Task directions:
The lines to be set down run from the line containing "Where can the man holding" through the final line of the data below; print them exactly and print nothing else.
# Start of Task material
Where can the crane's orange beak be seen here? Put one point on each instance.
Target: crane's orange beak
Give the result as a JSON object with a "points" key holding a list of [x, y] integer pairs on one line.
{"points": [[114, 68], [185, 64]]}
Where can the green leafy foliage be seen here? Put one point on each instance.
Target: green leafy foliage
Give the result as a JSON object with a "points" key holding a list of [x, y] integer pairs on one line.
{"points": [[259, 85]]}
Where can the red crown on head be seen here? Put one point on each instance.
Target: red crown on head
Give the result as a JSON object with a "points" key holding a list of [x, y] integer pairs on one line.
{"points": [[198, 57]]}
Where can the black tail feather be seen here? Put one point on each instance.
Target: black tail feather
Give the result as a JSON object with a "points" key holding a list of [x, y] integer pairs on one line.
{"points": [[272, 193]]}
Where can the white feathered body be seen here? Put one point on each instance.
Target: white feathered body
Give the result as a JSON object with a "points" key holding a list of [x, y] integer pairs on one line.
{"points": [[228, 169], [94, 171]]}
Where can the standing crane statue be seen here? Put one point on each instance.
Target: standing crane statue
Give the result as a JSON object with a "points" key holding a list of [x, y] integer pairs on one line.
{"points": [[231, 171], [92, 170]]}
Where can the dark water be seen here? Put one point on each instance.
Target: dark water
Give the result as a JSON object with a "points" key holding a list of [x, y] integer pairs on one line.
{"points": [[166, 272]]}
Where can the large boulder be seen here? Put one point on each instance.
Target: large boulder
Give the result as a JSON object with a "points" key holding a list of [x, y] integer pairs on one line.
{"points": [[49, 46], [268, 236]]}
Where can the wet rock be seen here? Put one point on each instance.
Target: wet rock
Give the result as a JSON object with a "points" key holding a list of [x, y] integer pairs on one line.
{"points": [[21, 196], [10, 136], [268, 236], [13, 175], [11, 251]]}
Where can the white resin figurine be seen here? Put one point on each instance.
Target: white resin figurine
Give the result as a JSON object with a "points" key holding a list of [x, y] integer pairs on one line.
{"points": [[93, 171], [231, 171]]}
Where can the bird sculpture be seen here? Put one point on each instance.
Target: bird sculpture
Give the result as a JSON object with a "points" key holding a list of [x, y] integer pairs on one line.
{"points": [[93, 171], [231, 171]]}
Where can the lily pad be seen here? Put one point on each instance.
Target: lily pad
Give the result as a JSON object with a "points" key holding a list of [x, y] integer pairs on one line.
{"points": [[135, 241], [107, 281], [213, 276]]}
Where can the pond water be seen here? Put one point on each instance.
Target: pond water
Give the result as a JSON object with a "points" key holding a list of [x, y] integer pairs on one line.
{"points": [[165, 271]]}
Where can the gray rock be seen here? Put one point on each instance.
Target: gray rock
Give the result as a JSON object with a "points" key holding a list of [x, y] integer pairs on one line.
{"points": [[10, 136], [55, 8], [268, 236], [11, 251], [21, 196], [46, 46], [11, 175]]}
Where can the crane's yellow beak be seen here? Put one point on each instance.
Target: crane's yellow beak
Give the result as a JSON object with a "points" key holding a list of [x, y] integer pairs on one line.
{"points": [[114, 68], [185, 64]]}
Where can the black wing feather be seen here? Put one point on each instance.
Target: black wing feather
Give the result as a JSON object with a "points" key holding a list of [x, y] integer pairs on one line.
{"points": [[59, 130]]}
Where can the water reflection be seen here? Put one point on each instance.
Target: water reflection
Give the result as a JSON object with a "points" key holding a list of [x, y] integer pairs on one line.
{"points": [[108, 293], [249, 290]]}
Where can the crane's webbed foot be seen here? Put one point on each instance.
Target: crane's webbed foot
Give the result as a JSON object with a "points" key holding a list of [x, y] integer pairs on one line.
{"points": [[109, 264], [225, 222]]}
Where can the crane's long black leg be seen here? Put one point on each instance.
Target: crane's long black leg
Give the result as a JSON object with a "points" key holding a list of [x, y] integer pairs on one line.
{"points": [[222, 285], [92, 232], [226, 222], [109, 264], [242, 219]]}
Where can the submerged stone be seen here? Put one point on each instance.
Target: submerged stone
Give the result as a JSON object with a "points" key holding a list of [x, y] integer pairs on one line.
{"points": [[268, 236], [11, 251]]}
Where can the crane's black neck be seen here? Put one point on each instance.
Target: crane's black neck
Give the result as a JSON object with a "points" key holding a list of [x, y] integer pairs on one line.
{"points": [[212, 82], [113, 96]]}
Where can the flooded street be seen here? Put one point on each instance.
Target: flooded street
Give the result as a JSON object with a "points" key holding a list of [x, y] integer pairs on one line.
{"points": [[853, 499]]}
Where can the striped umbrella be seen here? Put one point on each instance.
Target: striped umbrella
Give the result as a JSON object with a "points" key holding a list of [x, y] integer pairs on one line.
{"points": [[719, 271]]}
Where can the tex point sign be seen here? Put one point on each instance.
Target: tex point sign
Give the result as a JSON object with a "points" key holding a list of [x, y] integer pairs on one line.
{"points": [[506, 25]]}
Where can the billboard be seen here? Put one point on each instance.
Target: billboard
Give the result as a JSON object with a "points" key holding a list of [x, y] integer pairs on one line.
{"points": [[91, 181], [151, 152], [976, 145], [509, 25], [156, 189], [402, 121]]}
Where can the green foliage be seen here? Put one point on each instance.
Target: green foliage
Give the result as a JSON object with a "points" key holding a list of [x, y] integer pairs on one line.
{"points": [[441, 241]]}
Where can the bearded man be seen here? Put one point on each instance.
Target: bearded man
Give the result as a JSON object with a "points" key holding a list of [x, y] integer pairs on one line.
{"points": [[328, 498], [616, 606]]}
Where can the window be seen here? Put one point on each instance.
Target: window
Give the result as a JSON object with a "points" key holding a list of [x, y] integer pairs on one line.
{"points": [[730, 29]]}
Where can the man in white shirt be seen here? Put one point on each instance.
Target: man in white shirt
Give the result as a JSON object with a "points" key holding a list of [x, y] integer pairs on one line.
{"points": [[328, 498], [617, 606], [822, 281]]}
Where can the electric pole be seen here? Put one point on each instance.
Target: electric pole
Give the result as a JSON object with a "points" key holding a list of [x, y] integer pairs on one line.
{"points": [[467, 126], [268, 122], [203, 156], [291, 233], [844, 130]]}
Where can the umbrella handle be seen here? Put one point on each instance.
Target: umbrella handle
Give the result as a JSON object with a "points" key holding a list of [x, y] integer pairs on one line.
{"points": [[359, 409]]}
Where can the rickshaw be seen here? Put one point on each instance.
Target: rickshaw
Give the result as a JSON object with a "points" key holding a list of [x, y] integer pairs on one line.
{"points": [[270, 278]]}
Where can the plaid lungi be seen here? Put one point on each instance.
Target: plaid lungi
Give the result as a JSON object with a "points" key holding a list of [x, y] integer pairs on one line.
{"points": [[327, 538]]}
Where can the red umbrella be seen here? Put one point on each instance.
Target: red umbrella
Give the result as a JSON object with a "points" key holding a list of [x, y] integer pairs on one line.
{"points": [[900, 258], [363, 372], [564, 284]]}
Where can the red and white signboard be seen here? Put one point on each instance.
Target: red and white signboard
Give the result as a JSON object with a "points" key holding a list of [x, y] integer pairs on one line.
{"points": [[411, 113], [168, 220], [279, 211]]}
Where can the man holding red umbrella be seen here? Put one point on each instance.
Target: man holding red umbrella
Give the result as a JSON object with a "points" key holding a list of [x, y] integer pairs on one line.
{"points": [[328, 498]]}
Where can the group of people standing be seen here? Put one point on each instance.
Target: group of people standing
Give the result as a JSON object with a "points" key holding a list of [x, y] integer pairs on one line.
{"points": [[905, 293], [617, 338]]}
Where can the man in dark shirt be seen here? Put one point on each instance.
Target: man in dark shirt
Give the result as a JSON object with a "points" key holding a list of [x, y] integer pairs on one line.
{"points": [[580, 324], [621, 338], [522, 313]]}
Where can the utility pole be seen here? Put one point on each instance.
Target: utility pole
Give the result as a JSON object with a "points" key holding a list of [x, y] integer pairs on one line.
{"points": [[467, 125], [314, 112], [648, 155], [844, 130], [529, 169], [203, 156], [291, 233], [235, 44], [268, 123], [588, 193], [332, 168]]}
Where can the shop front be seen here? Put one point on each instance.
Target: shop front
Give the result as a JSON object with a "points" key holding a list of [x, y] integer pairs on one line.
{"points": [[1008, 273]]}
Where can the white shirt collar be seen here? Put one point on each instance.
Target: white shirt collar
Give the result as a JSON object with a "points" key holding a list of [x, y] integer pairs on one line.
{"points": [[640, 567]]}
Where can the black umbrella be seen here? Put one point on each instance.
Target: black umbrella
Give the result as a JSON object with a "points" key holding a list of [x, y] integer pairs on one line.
# End of Task material
Solution to this exercise:
Where can the man holding red umbrella be seen here? Put one point on each instance.
Target: man holding red umbrella
Give the result as a JSON object with a "points" key holding a list of [x, y] integer pairs on one line.
{"points": [[328, 498]]}
Where can the group of people standing be seen here? Put one point on each instance.
Target: group of people standing
Give the result as a JSON object with a "points" key holding a list of [x, y] integer pairs on one line.
{"points": [[905, 293], [617, 338]]}
Where can the man in dark shirt be seen here? Put one point on each instance.
Target: man in dark shirt
Give the result as a JSON object with a "points" key holding a list of [x, y] integer pairs on one line.
{"points": [[580, 324], [621, 338], [522, 313]]}
Where can the utility pole be seen here? Put one point on each instance.
Target: utility pole
Give the result as a JSON object with a "points" key holding a list of [x, y] integer pairs on one line.
{"points": [[467, 125], [314, 112], [648, 155], [844, 130], [529, 169], [203, 156], [291, 233], [235, 44], [268, 123], [588, 193], [332, 168]]}
Where can the shop front be seen here? Put one point on each instance.
Target: shop front
Give the result as a JSON object with a "points" key holding a list of [x, y] integer pairs on one line.
{"points": [[1008, 273]]}
Where can the white shirt collar be seen here? Put one point on each instance.
Target: white shirt collar
Give the result as a JSON object with a "points" key holding a list of [x, y] integer pairs on one line.
{"points": [[640, 567]]}
Where can the black umbrella be seen here? Put one point on each instance.
Target: black umbrella
Give the result as a JSON object with a "points" key holding a list of [x, y] integer pairs on one line.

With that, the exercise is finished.